▶ Material provided:
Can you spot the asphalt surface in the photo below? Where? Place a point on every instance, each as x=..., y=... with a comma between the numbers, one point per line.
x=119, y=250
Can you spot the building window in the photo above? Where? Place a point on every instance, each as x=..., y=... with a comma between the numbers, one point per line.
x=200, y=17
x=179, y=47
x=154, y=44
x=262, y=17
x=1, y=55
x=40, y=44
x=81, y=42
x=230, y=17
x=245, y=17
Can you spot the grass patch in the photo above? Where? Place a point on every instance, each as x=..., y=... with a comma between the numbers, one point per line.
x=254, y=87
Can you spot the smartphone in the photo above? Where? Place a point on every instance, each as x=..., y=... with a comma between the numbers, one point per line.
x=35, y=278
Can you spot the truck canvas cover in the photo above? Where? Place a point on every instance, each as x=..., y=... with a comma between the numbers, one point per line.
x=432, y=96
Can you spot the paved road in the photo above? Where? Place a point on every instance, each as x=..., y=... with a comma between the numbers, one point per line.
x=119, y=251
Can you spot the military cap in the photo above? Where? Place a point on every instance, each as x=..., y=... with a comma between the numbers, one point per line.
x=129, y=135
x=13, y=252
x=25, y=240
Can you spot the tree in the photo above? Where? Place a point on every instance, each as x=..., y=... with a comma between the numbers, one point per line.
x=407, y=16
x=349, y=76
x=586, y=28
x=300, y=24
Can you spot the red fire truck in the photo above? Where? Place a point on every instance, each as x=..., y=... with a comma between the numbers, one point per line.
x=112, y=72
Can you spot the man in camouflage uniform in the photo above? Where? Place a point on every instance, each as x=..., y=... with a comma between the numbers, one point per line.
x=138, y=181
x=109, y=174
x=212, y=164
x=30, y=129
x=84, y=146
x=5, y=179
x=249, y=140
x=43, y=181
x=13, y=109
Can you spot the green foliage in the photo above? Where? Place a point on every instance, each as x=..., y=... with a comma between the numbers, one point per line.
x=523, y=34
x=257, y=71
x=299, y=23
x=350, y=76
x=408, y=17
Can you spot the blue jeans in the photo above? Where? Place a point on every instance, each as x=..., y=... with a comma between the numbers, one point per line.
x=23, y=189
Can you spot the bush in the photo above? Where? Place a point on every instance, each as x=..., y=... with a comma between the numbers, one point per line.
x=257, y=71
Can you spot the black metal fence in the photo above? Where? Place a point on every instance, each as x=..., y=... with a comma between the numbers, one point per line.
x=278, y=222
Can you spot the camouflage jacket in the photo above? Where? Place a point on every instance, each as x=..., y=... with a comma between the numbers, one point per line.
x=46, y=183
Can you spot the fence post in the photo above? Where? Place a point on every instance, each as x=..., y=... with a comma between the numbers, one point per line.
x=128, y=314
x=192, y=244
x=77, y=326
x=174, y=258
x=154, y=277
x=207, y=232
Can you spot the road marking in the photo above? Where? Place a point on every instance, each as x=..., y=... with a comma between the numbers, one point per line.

▶ Task details: Retype the records in their entirety, matching each one exactly.

▶ Task response:
Can you spot the asphalt surface in the photo below? Where? Place a point on every instance, each as x=..., y=... with a comma between the numbers, one point per line.
x=119, y=250
Can you spot the building window in the photo above? Where? Place a point on every instance, each as x=..., y=... with a comma between the numbers, one point per line.
x=200, y=17
x=179, y=47
x=154, y=44
x=262, y=17
x=1, y=55
x=40, y=44
x=81, y=42
x=230, y=17
x=245, y=17
Can you spot the grass patch in the photo above? Where? Place a point on every instance, each as x=..., y=... with a comma between the numbers, one point per line.
x=254, y=87
Can you spot the smartphone in the photo above? Where? Place a point on every instance, each as x=..., y=... with a comma between the numbers, one point per line.
x=35, y=278
Can you spot the truck canvas cover in the photo above? Where? Place a point on every instance, each as x=..., y=... with a comma between the numbers, one point per line.
x=432, y=96
Can you spot the paved road in the photo above? Where? Place a point on every instance, each as x=..., y=... with a comma between the numbers, one point per line.
x=119, y=251
Can you spot the military cap in the photo above? Where? Place a point on every instance, each as x=..., y=... with a comma between the numbers, one point per line.
x=129, y=135
x=13, y=252
x=25, y=240
Can you spot the tree in the photo above? Where? Place a point on every instance, each as x=..., y=... with a comma between the numbers, one point per line.
x=407, y=16
x=349, y=76
x=586, y=28
x=300, y=24
Can you spot the red fire truck in the photo above? Where? Place a point on every instance, each as x=..., y=... with a comma between the numbers, one point per line.
x=112, y=72
Can you spot the man in camouflage uniform in the photo above? Where? Place a point on every instance, each as x=..., y=... with a comma between the numbers, one point per line.
x=138, y=181
x=109, y=174
x=212, y=164
x=30, y=129
x=84, y=146
x=5, y=179
x=249, y=140
x=43, y=181
x=13, y=109
Can you spot the green foliage in the photo above? Where? Place a point on every instance, each as x=..., y=... with a comma between the numbers, one point per line.
x=523, y=34
x=257, y=71
x=299, y=23
x=350, y=76
x=408, y=17
Can you spot the blue jeans in the photo above? Where? Place a point on every instance, each as x=..., y=... with a comma between the numbers, one point per line.
x=23, y=189
Can you spot the bush in the photo above? Where? Place a point on every instance, each as x=..., y=... with a comma between the numbers, one point per line.
x=257, y=71
Can you spot the black metal fence in the photo above? Where? Place a point on every instance, each as x=..., y=... with a comma between the numbers, one point per line.
x=278, y=222
Can you spot the camouflage jacket in the photo above? Where? Place a point on every instance, each as x=..., y=... with a comma between the numbers, one point per line.
x=46, y=183
Can you spot the fence post in the photo above? Where? Place a point on every instance, each as x=..., y=... with a comma between the numbers, one point per line.
x=128, y=314
x=192, y=244
x=77, y=326
x=174, y=258
x=154, y=277
x=207, y=232
Can you spot the road marking in the photo above? Where? Place a point on every instance, each as x=..., y=... with a comma between the numbers, one point per line.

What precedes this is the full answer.